======== RECORDS FOR THIS EXERCISE ========
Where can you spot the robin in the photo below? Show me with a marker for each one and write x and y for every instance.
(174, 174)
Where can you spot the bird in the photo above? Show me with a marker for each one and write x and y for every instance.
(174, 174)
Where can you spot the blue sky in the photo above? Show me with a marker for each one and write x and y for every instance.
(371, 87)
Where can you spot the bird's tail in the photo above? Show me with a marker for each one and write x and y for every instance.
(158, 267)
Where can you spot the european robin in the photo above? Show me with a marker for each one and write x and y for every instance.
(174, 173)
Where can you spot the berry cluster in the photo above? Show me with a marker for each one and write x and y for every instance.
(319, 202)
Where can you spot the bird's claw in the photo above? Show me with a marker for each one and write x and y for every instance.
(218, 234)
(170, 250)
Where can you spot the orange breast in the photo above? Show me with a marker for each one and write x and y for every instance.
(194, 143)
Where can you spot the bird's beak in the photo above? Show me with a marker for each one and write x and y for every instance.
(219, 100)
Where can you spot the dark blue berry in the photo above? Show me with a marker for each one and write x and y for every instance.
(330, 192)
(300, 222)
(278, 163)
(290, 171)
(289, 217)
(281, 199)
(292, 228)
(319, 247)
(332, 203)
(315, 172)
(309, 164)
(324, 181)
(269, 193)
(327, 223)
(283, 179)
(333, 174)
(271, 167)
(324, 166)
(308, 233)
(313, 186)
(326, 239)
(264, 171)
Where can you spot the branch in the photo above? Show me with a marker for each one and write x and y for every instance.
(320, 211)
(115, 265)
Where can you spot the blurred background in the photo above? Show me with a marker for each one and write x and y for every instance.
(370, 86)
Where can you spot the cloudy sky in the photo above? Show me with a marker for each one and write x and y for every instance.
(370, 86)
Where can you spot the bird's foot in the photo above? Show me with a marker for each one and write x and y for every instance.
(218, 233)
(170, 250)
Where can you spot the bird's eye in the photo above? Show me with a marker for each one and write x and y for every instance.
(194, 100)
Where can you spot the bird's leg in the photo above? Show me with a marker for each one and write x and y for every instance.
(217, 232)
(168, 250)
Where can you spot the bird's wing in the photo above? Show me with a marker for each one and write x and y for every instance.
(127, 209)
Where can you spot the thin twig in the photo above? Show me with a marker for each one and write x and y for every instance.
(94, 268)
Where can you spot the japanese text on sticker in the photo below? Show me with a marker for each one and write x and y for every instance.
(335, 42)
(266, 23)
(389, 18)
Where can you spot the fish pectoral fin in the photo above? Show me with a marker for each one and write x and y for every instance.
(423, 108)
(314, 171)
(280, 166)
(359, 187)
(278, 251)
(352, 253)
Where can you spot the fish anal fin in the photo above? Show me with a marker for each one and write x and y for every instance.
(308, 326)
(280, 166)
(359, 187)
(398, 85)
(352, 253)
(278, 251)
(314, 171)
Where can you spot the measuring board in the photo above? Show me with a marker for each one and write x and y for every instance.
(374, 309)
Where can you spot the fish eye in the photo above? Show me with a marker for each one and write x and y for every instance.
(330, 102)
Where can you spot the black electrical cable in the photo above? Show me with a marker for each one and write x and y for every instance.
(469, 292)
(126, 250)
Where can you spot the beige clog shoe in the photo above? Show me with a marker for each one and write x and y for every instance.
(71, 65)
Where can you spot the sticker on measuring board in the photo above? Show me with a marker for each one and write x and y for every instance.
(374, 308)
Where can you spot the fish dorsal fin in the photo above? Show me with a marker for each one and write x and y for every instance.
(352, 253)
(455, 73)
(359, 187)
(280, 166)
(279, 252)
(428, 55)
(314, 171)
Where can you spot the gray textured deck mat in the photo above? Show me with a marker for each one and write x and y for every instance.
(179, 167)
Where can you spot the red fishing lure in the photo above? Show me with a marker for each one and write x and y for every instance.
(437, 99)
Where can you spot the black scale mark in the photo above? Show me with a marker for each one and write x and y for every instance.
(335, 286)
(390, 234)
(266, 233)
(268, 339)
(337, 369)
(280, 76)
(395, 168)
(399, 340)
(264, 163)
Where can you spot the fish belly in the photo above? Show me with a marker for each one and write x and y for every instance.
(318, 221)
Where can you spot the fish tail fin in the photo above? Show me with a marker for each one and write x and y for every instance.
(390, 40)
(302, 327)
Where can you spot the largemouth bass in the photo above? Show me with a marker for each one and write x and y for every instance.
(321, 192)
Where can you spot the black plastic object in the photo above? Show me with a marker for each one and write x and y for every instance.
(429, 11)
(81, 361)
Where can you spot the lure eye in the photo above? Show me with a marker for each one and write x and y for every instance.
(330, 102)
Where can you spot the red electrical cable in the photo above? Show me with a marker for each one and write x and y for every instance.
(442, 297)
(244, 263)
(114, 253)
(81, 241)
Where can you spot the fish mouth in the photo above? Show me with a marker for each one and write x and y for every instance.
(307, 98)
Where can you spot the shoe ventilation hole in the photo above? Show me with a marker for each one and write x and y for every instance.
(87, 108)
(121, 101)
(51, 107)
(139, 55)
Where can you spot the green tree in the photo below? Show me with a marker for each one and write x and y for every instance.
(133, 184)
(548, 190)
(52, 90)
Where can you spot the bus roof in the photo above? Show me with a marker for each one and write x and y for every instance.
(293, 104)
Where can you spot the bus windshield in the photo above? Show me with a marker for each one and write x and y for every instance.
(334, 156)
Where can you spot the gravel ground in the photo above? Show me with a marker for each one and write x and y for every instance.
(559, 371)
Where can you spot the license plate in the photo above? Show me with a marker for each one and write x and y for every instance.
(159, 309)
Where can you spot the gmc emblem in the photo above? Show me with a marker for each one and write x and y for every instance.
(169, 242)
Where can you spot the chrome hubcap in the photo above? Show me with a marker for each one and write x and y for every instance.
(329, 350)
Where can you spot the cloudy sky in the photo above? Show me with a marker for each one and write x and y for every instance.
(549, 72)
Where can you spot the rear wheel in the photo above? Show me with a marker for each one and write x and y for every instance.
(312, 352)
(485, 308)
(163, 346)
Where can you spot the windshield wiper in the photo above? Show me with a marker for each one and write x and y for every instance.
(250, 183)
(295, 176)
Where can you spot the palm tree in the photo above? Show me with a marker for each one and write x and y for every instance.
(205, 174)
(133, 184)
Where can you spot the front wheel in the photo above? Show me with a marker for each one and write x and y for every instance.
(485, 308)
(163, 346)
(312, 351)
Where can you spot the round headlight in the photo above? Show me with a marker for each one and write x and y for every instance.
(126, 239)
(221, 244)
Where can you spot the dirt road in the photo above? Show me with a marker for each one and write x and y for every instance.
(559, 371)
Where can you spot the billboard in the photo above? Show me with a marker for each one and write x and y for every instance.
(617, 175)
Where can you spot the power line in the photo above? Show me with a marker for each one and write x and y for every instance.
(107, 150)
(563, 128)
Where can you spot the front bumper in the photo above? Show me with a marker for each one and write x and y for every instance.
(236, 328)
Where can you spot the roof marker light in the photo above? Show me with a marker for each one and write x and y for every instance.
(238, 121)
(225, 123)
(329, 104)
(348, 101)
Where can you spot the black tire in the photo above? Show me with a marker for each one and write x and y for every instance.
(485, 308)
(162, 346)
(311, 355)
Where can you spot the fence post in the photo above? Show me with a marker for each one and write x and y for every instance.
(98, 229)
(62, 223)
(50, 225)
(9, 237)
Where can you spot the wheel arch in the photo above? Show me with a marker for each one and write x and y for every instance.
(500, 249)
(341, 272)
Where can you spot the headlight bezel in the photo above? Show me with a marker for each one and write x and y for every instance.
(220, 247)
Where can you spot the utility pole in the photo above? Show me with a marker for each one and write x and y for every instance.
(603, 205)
========
- _DO THIS_
Every line of the material must be returned exactly as it appears.

- _FINAL ANSWER_
Where can you spot the robin in the photo below? Show me with a marker for each one and write x and y for every instance.
(174, 174)
Where can you spot the bird in the photo above? Show me with a marker for each one and write x and y for every instance.
(174, 174)
Where can you spot the blue sky in the photo above? Show me with a marker for each one and write x and y for every instance.
(371, 87)
Where can you spot the bird's tail in the photo above? Show me with a marker for each one and write x and y for every instance.
(158, 267)
Where can you spot the european robin in the photo above? Show me with a marker for each one and write x and y for every instance.
(174, 173)
Where can you spot the berry cluster in the photo above? Show me with a marker for each one and write x and y for every instance.
(319, 202)
Where can you spot the bird's claw in the photo above? Show me with a marker for each one and write x and y for every instance.
(218, 234)
(170, 250)
Where can you spot the orange breast in the photo above? Show me with a marker for each one and write x and y for every instance.
(194, 143)
Where can you spot the bird's beak in the photo above? Show me with a marker for each one and write x and y for every instance.
(219, 100)
Where can you spot the dark blue berry in the photo above? Show me with a marker for each one and write x and y for every instance.
(330, 192)
(300, 222)
(278, 163)
(290, 171)
(289, 217)
(281, 199)
(292, 228)
(319, 247)
(332, 203)
(315, 172)
(309, 164)
(324, 181)
(269, 193)
(327, 223)
(283, 179)
(333, 174)
(271, 167)
(324, 166)
(308, 233)
(313, 186)
(326, 239)
(264, 171)
Where can you spot the branch in the photo above? Show me with a marker for each one and write x and y for every instance.
(320, 211)
(115, 265)
Where can you spot the blurred background in the photo above? Show me with a marker for each one and write x and y for every instance.
(370, 86)
Where can you spot the cloudy sky in the photo above? Show me with a marker for each one and write x and y for every instance.
(370, 86)
Where can you spot the bird's foot in the photo above? Show me with a marker for each one and write x and y for every instance.
(218, 233)
(170, 250)
Where can you spot the bird's eye in the photo above? Show me with a marker for each one and write x and y for every instance.
(194, 100)
Where can you spot the bird's leg in the photo above? Show me with a marker for each one and write x and y for every instance.
(217, 232)
(168, 250)
Where can you spot the bird's wing in the photo above? Show me with a marker for each one and write x and y for every instance.
(127, 209)
Where can you spot the thin twig in the photo above? Show me with a marker for each one and write x and y for every instance.
(94, 268)
Where can you spot the japanese text on sticker in the photo below? Show me with a marker for each one and write x and y for every instance.
(335, 42)
(266, 23)
(389, 18)
Where can you spot the fish pectoral fin in the photo above? Show me with a marker for each one and write x and y for every instance.
(423, 108)
(314, 171)
(280, 166)
(359, 187)
(278, 251)
(352, 253)
Where can you spot the fish anal fin in the photo above? Show me with a marker for each one and write x and y for every instance.
(308, 326)
(280, 166)
(359, 187)
(398, 85)
(352, 253)
(278, 251)
(314, 171)
Where can you spot the measuring board in the photo above? Show me with a marker for each one and write x and y for every instance.
(374, 309)
Where can you spot the fish eye in the photo above? Show me with a marker for each one and write x and y for every instance.
(330, 102)
Where can you spot the black electrical cable in the photo above? Show me with a marker for each one and write x and y for every instance.
(469, 292)
(126, 250)
Where can you spot the beige clog shoe in the photo above? Show me with a marker for each one and write x and y for every instance.
(71, 65)
Where can you spot the sticker on measuring board in the photo above? Show me with a marker for each one and write x and y for every instance.
(374, 308)
Where can you spot the fish dorsal fin in the photo above? Show me with a marker for each one and write x and y for every instance.
(352, 253)
(455, 73)
(359, 187)
(280, 166)
(279, 252)
(428, 55)
(314, 171)
Where can you spot the gray textured deck mat in the photo above? Show me with a marker for each one and write x and y for every instance.
(179, 167)
Where can you spot the red fishing lure in the photo above? Show me with a marker for each one and write x and y for every instance.
(437, 99)
Where can you spot the black scale mark in the photo above? Show me with a marker for each one and write x and y for every instance.
(335, 286)
(390, 234)
(266, 233)
(268, 339)
(337, 369)
(280, 76)
(395, 168)
(399, 340)
(264, 163)
Where can you spot the fish belly in the photo above? Show me with a marker for each one and write x and y for every instance.
(318, 221)
Where can you spot the fish tail fin in the photo above? Show me with a marker for each one and write x and y for every instance.
(390, 40)
(302, 327)
Where can you spot the largemouth bass in the photo above? Show me with a marker for each one and write x and y for every instance.
(321, 192)
Where can you spot the black plastic object in the photo above? Show me with a marker for each one and write x and y for every instance.
(429, 11)
(81, 361)
Where can you spot the lure eye in the photo above? Show me with a marker for each one and write x and y for every instance.
(330, 102)
Where can you spot the red electrical cable in the photo above? Show me with a marker for each one and write x and y for every instance.
(442, 297)
(244, 263)
(114, 253)
(81, 241)
Where can you spot the fish mouth in the photo above? Show me with a marker for each one and write x and y for every instance.
(307, 98)
Where can you spot the shoe ventilation hole in the photo above? Show me with a marker for each one and write x and y for every instance.
(87, 108)
(121, 101)
(51, 107)
(139, 55)
Where can you spot the green tree in the photo below? Show me with a marker for each one and write x and y for every instance.
(133, 184)
(548, 190)
(52, 90)
Where can you spot the bus roof in the photo above? Show me with a marker for each one and write x and y for every instance.
(293, 104)
Where can you spot the bus windshield in the photo above? Show me with a marker for each one and write x and y for every instance.
(334, 156)
Where can you spot the gravel ground in the photo above? Show me with a marker for each one and write x and y for every instance.
(559, 371)
Where can you spot the license plate in the photo above? Show me with a marker for each one and write x and y for every instance.
(159, 309)
Where can you spot the gmc emblem in the photo above? Show me with a marker for each one and write x and y for every instance.
(169, 242)
Where can you spot the chrome hubcap in the photo above? Show me with a marker for each one and write x and y for every instance.
(329, 350)
Where can you spot the cloudy sky in the photo above? Show me with a marker for each one and write x and y for every instance.
(549, 72)
Where can you spot the rear wheel in the photo above? Show me with a marker for each one and write x and y for every instance.
(312, 352)
(485, 308)
(163, 346)
Where can you spot the windshield wiper in the photo above? Show me with a marker for each one and write x and y for every instance.
(250, 183)
(295, 176)
Where can you spot the palm tree in the photo above? Show me with a marker for each one and write x and y for every instance.
(205, 174)
(133, 184)
Where can you spot the front wheel in the photo above? Show me with a marker for each one and write x and y for every instance.
(485, 308)
(163, 346)
(312, 351)
Where can you spot the round headlight in the photo above? Show me with a marker for each one and write x and y for every instance.
(126, 239)
(221, 244)
Where can you spot the dirt road in the photo above? Show me with a marker for each one and write x and y for every instance.
(559, 371)
Where can you spot the billboard in the photo above? Show me with a marker for each one and write x and y for every instance.
(617, 175)
Where can you spot the power line in the photo above? Show me with a marker for each one and write x and y for every instance.
(107, 150)
(563, 128)
Where can you spot the front bumper in the photo above? Show me with a marker for each one and write x and y for every instance.
(236, 328)
Where can you spot the roof marker light in the photo above? Show me with a marker for each one and write x and y for every instance.
(238, 121)
(225, 123)
(329, 104)
(348, 101)
Where can you spot the black tire in the photo above? Show me with a marker for each one and write x and y for every instance.
(485, 308)
(162, 346)
(311, 355)
Where can you spot the fence post in the photo above? Show me with a marker for each one and write x and y for every instance.
(98, 229)
(62, 223)
(50, 225)
(9, 237)
Where can you spot the wheel arch in the photo above? Show me with a marker for each one and write x and y for every instance.
(500, 249)
(341, 272)
Where can you spot the headlight bezel in the photo above? Show me with a marker for each one and write x and y for every instance.
(220, 247)
Where can you spot the utility pole in the photo above? Show me with a marker for each one and write x and y for every instance.
(603, 205)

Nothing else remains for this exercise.